WORK TO COMPLETE »
1. In the excerpt on Tawaquaptewa's carvings, what two labels does the writer give to the two types of dolls?
2. Please set down, word for word, the part of the excerpt on Tawaquaptewa's carvings that opens with the words containing "In turning to" and closes with "Tawaquaptewa being playful.".

PAGE EXTRACT »
Barton Wright, author of 13 books on Hopi and Zuni culture, confirmed Bahnimptewa’s opinion, in saying, “As Kikmongwi, Tawaquaptewa had a special relationship to all the Katsinas. He had a knowledge of and responsibility for the Katsinas that no one else had…with that privilege went a duty and a responsibility, and a traditional proscription, that the Kikmongwi do nothing in relation to the Katsinas that would be improper or disrespectful. Therefore, to use katsinas, or the carved representations of them, in any way that was commercially exploitive or opportunistic would be unthinkable.”
Therefore, the conclusion is that Tawaquaptewa deliberately distorted all his carvings in order to be consistent with his religious convictions and role as Kikmongwi. He gave the Anglos what they wanted, but also turned the power, made a few dollars to support his family and maintained his religious integrity.
One can classify his carvings as falling into two categories: 1) dolls that resemble actual katsinam, but which have been deliberately distorted or modified, and 2) dolls which bear little or no resemblance to any actual katsina, and are the product of Tawaquaptewa’s idiosyncratic imagination. I refer to these two types as “mixed up” versus “made up.”
In turning to the carvings in this article, it is easy to find prominent examples of both types. More specifically, consider the katsinam in Figure 1. These three are excellent representatives of Tawaquaptewa’s distorted or mixed up type. On the left is an approximation of a cicada, in the middle is a carving that resembles a chipmunk and, on the right, a Hooli. With all three examples, Tawaquaptewa has been careful to make modifications that render the figure “not a real katsina.” More specifically, he has added polka dots on all three carvings that do not occur on accurate versions of the katsinam. In addition, on all three, the body paint designs do not exist on any real Hopi katsina. And as another example, it is quite nonsensical for a “chipmunk” to have bear claws on his face! This is Tawaquaptewa being playful.

THE DATA »
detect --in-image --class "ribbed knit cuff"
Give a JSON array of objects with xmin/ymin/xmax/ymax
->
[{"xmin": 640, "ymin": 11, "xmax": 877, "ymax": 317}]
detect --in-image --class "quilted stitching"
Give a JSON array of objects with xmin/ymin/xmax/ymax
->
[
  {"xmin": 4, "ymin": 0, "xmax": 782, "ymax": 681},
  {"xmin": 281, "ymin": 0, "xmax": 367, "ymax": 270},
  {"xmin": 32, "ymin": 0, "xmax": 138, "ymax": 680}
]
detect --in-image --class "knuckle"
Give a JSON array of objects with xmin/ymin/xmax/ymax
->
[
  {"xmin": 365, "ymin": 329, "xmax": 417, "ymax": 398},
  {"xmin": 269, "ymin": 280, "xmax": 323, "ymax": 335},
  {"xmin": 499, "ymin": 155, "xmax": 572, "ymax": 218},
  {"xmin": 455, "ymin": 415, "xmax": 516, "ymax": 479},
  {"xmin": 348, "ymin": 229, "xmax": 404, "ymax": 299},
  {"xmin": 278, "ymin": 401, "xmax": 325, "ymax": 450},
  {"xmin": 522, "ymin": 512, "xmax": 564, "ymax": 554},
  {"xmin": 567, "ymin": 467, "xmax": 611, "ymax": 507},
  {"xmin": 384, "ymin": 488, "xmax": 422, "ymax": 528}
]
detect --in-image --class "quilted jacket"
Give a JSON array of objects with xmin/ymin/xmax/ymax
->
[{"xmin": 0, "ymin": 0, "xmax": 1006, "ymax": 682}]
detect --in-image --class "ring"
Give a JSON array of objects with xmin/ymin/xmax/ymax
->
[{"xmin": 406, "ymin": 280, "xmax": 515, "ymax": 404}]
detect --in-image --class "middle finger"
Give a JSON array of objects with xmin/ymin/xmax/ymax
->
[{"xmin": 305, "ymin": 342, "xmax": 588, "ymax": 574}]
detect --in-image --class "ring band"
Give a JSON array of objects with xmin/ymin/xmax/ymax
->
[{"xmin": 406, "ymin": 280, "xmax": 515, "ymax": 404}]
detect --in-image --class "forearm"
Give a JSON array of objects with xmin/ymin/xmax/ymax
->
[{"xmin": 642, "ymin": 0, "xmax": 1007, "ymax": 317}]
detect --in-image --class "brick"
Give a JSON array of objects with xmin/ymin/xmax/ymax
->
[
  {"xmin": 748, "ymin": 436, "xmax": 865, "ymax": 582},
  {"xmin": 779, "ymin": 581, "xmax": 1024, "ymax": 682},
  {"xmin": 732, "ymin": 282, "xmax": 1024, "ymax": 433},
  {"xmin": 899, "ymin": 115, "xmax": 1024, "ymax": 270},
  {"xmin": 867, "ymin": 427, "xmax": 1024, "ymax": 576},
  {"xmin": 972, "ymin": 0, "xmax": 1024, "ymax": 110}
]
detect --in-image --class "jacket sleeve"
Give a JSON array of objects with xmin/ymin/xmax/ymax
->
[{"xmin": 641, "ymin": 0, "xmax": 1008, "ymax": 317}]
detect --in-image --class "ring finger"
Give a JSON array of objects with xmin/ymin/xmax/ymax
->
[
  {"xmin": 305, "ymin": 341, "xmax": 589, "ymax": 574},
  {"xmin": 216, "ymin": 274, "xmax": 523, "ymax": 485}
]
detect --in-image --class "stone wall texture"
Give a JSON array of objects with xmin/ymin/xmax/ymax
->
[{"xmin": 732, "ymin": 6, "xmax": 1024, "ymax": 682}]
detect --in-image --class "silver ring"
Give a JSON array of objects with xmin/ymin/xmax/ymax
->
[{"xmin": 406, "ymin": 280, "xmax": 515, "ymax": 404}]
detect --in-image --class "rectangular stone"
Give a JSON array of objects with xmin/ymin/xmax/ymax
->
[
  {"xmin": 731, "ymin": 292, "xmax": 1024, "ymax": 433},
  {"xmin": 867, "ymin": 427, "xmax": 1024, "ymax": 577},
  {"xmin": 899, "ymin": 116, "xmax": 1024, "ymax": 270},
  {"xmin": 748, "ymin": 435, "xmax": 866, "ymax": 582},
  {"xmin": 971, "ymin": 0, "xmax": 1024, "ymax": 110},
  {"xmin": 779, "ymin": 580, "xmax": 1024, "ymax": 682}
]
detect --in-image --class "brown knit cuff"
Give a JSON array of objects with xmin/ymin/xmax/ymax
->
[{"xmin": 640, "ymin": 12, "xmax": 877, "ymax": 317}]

RESPONSES TO THE EXERCISE »
1. "Mixed up" and "made up."

2.
In turning to the carvings in this article, it is easy to find prominent examples of both types. More specifically, consider the katsinam in Figure 1. These three are excellent representatives of Tawaquaptewa’s distorted or mixed up type. On the left is an approximation of a cicada, in the middle is a carving that resembles a chipmunk and, on the right, a Hooli. With all three examples, Tawaquaptewa has been careful to make modifications that render the figure “not a real katsina.” More specifically, he has added polka dots on all three carvings that do not occur on accurate versions of the katsinam. In addition, on all three, the body paint designs do not exist on any real Hopi katsina. And as another example, it is quite nonsensical for a “chipmunk” to have bear claws on his face! This is Tawaquaptewa being playful.